> _Work to complete_:
For each statement below, say yes or no to whether it agrees with the passage on nightclub districts, and quote the words of the passage that decide it. (a) An IBISWorld report puts the number of nightclubs in Australia at more than 400. (b) Some nightclub districts in Australian capital cities have lasted for decades. (c) Dr John Sturgeon says Brisbane's nightclub districts have stayed the same over time.

> _Page excerpt_:
With the triple threats of COVID-19, liquor licensing restrictions and increasing competition from boutique bars and restaurants, can our nightclub districts continue to thrive? The answer may lie in real estate.
The ever-changing tastes of fickle clubbers chasing the next big thing after dark means nightclubs must keep evolving and work hard at securing loyal patronage.
But while many clubs and nightlife trends come and go, some nightclub districts in capital cities around Australia have endured for decades. And, not surprisingly, securing the right real estate has a lot to do with their success.
According to a recent market research report by IBISWorld, there are more than 400 nightclubs in Australia employing almost 5000 staff.
Dr John Sturgeon, course co-ordinator for Real Estate & Development at the University of Queensland Business School said that in Brisbane, nightclub districts have changed over time in line with the city’s development.

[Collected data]
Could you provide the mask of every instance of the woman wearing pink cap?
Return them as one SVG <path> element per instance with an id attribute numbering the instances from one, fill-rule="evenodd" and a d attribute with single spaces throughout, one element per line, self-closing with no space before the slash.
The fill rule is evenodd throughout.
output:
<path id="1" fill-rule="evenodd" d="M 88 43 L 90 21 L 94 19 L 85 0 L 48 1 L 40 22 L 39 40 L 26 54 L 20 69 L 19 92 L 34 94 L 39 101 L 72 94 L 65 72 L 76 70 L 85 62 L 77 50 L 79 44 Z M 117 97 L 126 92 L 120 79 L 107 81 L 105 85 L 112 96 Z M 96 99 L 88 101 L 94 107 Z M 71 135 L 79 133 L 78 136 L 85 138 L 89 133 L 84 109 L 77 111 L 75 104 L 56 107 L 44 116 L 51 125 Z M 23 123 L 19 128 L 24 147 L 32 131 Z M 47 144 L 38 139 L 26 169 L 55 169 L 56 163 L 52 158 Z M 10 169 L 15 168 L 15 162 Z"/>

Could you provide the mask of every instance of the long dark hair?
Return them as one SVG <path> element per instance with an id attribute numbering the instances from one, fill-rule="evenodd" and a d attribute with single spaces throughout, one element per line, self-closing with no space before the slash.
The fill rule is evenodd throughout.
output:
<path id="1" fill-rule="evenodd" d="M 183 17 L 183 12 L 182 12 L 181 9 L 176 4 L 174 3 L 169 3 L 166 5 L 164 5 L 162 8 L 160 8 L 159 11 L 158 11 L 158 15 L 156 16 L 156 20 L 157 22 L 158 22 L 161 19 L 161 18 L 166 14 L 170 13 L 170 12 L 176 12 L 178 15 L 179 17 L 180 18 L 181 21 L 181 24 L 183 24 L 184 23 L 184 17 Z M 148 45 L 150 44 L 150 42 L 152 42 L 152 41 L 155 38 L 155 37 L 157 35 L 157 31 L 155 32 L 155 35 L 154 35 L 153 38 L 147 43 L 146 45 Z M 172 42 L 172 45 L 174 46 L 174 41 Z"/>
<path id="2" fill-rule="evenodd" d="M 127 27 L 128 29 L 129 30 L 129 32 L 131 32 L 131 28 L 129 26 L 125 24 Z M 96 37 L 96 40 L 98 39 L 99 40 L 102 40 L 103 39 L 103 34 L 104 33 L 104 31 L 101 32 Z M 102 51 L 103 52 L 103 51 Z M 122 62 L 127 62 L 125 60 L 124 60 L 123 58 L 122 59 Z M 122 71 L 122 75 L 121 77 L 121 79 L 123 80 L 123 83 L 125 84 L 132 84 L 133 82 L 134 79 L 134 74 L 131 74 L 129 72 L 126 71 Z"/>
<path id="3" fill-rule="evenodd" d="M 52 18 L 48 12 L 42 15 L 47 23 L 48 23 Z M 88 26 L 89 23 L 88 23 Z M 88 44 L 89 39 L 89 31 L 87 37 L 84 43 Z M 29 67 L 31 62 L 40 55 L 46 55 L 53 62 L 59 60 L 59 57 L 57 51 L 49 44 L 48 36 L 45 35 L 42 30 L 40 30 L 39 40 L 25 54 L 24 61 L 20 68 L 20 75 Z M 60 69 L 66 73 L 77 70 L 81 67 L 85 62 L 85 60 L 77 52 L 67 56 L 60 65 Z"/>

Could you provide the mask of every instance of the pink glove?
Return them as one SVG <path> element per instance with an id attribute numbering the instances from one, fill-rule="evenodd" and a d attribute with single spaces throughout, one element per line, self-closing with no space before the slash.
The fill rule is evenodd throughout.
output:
==
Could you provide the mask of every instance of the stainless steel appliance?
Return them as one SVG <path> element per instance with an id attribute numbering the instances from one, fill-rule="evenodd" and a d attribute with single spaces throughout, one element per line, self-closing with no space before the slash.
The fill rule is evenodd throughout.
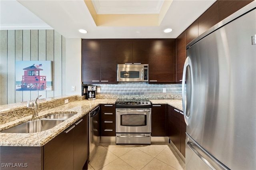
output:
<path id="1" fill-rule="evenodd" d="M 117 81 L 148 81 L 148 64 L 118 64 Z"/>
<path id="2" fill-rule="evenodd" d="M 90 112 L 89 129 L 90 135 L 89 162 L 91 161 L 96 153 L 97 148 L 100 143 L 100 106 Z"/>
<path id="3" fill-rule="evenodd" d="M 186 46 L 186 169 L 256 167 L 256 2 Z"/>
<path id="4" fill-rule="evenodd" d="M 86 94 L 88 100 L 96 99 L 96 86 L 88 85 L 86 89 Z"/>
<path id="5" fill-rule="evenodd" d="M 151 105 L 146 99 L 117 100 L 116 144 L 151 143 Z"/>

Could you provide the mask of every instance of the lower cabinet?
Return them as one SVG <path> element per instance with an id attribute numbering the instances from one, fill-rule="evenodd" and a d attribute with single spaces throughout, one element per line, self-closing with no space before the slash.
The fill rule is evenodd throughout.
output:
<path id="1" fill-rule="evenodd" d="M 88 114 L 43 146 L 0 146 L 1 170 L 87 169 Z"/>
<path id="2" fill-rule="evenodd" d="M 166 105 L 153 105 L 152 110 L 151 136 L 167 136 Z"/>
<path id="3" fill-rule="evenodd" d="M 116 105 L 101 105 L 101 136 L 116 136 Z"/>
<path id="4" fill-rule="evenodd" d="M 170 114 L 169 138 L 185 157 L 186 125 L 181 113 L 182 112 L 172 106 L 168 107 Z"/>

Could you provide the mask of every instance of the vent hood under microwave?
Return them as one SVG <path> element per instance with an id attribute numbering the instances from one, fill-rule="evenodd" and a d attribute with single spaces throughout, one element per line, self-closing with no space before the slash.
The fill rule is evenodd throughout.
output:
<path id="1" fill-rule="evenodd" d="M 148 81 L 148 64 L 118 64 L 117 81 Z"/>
==
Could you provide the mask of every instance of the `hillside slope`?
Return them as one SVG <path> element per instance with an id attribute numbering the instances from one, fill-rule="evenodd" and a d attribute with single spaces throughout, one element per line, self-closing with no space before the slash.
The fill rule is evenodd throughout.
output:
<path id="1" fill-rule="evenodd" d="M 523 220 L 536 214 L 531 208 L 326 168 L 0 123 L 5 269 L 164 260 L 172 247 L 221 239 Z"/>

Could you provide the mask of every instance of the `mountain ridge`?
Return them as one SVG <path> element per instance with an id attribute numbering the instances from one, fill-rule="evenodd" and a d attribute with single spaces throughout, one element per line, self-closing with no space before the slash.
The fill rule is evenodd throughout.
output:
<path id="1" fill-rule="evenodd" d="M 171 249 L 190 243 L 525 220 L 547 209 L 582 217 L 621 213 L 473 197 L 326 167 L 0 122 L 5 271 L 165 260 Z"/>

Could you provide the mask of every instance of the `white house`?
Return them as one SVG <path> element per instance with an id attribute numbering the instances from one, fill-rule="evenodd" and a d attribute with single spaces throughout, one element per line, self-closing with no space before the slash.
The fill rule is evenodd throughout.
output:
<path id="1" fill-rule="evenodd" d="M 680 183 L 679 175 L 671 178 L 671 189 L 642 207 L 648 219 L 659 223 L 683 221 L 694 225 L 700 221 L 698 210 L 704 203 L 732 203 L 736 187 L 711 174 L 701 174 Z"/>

> _Your solution_:
(a) Yes: "there are more than 400 nightclubs in Australia"
(b) Yes: "some nightclub districts in capital cities around Australia have endured for decades"
(c) No: "in Brisbane, nightclub districts have changed over time in line with the city’s development"